Tujuan dasar para perencana transportasi (transport planner) adalah untuk memperkirakan jumlah dan lokasi kebutuhan/permintaan akan transportasi (jumlah perjalanan, baik untuk angkutan umum maupun kendaraan pribadi) pada masa yang akan datang ('tahun rencana') untuk kepentingan kebijaksanaan investasi perencanaan transportasi. Supaya lebih konkrit, penjelasan akan diarahkan pada perencanaan transportasi perkotaan (urban transportation). Terdapat beberapa skala waktu dalam perencanaan suatu sistem transportasi perkotaan yaitu: skala panjang, menengah dan pendek. Umur perencanaan mungkin akan sangat panjang (25 tahun) yang biasanya digunakan untuk perencanaan strategi suatu kota yang berjangka panjang. Strategi ini akan sangat dipengaruhi oleh perencanaan tata guna tanah dimana perkiraan arus lalu-lintas dalam perencanaan ini biasanya dipecahkan berdasarkan moda dan rute. Studi-studi tersebut biasa dilakukan untuk merencanakan suatu kota baru. Skala lainnya yaitu studi transportasi berskala pendek, dengan 'tahun rencana' maksimum 5 tahun. Studi ini biasanya berbentuk studi manajemen transportasi dimana perkiraan efek rute suatu moda transportasi yang disebabkan karena kebijaksanaan manajemen lalu-lintas. Studi tersebut pada dasarnya bersifat teknis karena tata guna tanah pada waktu yang sangat singkat akan mempunyai efek yang tidak begitu penting. Di antara kedua skala studi tersebut terdapat studi transportasi berskala menengah dengan umur perencanaan sekitar 10-20 tahun di masa mendatang. Studi semacam ini telah dimulai sejak tahun 1950-an di Amerika Serikat. Sedangkan di Indonesia, Jakarta, Surabaya, Bandung dan Medan telah pula dilakukan studi-studi tersebut pada waktu 10 tahun belakangan ini. 2.2

Pendekatan 'SISTEM' Untuk Perencanaan Transportasi

Pendekatan SISTEM adalah suatu pendekatan umum untuk perencanaan dan teknik dimana suatu usaha dilakukan untuk menganalisa seluruh faktor-faktor yang berhubungan dengan masalah yang ada. Seperti contoh: suatu kemacetan lokal yang disebabkan karena 'bottleneck' (penyempitan lebar jalan) dapat dipecahkan dengan melakukan perbaikan secara lokal. Akan

5

tetapi, hal ini mungkin akan menyebabkan problem timbul di tempat lainnya. Pendekatan secara sistem akan mempertanyakan problem yang ada. Seperti contoh, apakah ini disebabkan karena terlalu banyak lalu-lintas di daerah tersebut?. Jika benar, kenapa lalu-lintas tersebut terlalu banyak?. Hal ini mungkin disebabkan karena terlalu banyak kantor yang sangat berdekatan letaknya, atau mungkin juga karena ruang yang sangat sempit untuk lalu-lintas dan lain-lain. Sehingga pemecahan dapat berupa: manajemen lalulintas secara lokal, jalan baru atau angkutan umum, atau perencanaan tata guna tanah yang baru. Pendekatan secara sistem mencoba menghasilkan pemecahan yang 'terbaik' dari beberapa alternatif pemecahan dengan batasan-batasan tertentu (waktu dan biaya). 2.3

Apakah SISTEM Tersebut?

Baris yang Tersedia -
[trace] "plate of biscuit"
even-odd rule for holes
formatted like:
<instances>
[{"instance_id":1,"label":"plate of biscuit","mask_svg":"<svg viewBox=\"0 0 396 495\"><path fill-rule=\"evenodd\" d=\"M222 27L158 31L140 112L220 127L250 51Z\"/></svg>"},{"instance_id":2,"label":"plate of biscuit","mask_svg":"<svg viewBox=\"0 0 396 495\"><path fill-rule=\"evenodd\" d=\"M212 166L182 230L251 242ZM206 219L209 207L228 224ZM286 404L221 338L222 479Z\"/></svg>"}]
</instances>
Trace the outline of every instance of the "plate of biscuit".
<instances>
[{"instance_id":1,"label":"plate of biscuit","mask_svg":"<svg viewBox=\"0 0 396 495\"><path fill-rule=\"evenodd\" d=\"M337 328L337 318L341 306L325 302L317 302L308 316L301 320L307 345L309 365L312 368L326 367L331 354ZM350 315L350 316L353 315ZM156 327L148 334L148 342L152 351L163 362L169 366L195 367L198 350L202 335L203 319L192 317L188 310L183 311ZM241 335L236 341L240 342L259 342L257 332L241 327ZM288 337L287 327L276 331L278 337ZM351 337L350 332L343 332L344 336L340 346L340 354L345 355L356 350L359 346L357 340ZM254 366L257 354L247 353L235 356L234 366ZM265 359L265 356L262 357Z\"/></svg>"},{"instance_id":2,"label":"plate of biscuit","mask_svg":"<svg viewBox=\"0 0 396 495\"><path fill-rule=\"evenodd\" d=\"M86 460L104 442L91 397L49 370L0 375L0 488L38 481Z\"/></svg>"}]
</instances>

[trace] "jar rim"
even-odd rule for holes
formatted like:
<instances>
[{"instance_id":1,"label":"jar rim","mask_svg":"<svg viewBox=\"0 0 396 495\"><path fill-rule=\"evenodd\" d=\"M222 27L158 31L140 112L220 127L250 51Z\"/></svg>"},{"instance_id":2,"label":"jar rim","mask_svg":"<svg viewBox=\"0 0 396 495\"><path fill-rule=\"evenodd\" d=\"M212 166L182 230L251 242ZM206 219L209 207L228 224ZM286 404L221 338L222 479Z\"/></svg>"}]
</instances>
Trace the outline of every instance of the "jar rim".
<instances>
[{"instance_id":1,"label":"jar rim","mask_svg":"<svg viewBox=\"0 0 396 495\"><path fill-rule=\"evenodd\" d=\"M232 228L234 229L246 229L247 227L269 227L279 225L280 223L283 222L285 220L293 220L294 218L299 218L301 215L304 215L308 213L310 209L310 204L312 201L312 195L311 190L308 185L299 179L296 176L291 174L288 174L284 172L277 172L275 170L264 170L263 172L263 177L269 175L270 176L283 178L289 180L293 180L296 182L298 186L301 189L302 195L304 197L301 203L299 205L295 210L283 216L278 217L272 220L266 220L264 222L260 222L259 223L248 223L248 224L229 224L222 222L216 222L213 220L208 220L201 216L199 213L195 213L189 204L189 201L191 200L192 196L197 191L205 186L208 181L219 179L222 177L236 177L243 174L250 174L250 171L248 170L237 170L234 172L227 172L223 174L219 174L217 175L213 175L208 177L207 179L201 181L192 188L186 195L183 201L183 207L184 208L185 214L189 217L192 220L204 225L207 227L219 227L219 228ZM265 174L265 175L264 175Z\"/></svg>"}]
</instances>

* * *

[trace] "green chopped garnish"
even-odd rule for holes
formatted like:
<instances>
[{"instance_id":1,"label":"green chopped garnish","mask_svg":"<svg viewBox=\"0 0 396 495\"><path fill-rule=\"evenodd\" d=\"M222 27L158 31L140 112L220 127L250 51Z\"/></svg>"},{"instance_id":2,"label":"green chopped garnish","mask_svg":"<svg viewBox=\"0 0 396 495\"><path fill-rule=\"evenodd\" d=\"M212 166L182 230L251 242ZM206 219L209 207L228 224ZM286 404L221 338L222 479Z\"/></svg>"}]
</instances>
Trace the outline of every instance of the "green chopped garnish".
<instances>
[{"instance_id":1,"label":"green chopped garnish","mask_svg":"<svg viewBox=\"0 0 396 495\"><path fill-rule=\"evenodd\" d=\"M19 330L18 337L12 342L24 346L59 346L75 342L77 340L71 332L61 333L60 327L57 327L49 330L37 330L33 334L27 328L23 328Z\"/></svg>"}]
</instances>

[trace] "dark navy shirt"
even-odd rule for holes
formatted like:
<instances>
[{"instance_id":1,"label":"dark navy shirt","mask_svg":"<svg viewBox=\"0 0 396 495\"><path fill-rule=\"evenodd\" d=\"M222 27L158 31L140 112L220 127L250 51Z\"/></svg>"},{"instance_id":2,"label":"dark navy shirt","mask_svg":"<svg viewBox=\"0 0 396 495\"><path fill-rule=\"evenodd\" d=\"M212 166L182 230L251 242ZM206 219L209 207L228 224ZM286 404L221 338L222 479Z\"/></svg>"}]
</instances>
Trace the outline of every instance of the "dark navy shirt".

Soal dan Tugas -
**1)** Tuliskan ulang bagian teks tentang perencanaan transportasi dari "tetapi, hal ini" sampai "Apakah SISTEM Tersebut?".
**2)** Menurut teks tentang perencanaan transportasi, berapa lama 'tahun rencana' maksimum untuk studi transportasi berskala pendek?
**3)** Teruskan teks tentang perencanaan transportasi mulai dari bagian sesudah kalimat terakhirnya.

Jawaban Tugas -
**1)**
tetapi, hal ini mungkin akan menyebabkan problem timbul di tempat lainnya. Pendekatan secara sistem akan mempertanyakan problem yang ada. Seperti contoh, apakah ini disebabkan karena terlalu banyak lalu-lintas di daerah tersebut?. Jika benar, kenapa lalu-lintas tersebut terlalu banyak?. Hal ini mungkin disebabkan karena terlalu banyak kantor yang sangat berdekatan letaknya, atau mungkin juga karena ruang yang sangat sempit untuk lalu-lintas dan lain-lain. Sehingga pemecahan dapat berupa: manajemen lalulintas secara lokal, jalan baru atau angkutan umum, atau perencanaan tata guna tanah yang baru. Pendekatan secara sistem mencoba menghasilkan pemecahan yang 'terbaik' dari beberapa alternatif pemecahan dengan batasan-batasan tertentu (waktu dan biaya). 2.3

Apakah SISTEM Tersebut?

**2)** Maksimum 5 tahun.

**3)**
Sistem adalah gabungan dari beberapa komponen, atau obyek, yang saling berkaitan satu dengan lainnya. Dalam setiap sistem organisasi, perubahan pada satu komponen akan menyebabkan perubahan pada komponen lainnya. Dalam beberapa sistem, komponen berhubungan secara mekanis, misal: komponen dalam mesin mobil. Dalam sistem non-mekanis, seperti misalnya: dalam sistem tata guna tanah dengan transportasi, komponen tidak berhubungan secara mekanis, akan tetapi perubahan pada suatu komponen (kegiatan) akan menyebabkan perubahan pada komponen lainnya (jaringan dan pergerakan). Prinsip pada dasarnya sama. 2.4

Sistem Tata Guna Tanah-Transportasi

Sistem transportasi perkotaan terdiri dari berbagai aktifitas seperti bekerja, belanja, bertamu dan lain-lain. Aktifitas-aktifitas ini mengambil tempat pada sepotong tanah (kantor, pabrik, pertokoan, rumah dan lain-lain). Potongan tanah ini biasa disebut dengan tata guna tanah. Dalam pemenuhan kebutuhan, manusia melakukan perjalanan antara tata guna tanah tersebut dengan menggunakan sistem jaringan transportasi (berjalan kaki atau naik bus). Hal ini akan menyebabkan timbulnya pergerakan arus manusia, kendaraan dan barang. Pergerakan arus manusia, kendaraan dan barang akan mengakibatkan berbagai macam interaksi. Akan terdapat interaksi antara pekerja dan tempat mereka bekerja, antara ibu rumah tangga dengan pasar, antara pelajar dengan sekolah dan antara pabrik dengan lokasi bahan mentah dan pasar. Beberapa interaksi dapat dilakukan dengan telepon atau surat (sangat menarik untuk diketahui bagaimana sistem telekomunikasi yang lebih murah dan lebih canggih dapat mempengaruhi kebutuhan lalu-lintas di masa mendatang). Akan tetapi hampir semua interaksi yang terjadi memerlukan perjalanan, dan oleh sebab itu akan menghasilkan pergerakan arus lalu-lintas. Sasaran umum dari perencanaan transportasi adalah membuat interaksi menjadi semudah dan seefisien mungkin. Suatu cara perencanaan transportasi mendapatkan sasaran umum adalah membuat kebijaksanaan atas: a.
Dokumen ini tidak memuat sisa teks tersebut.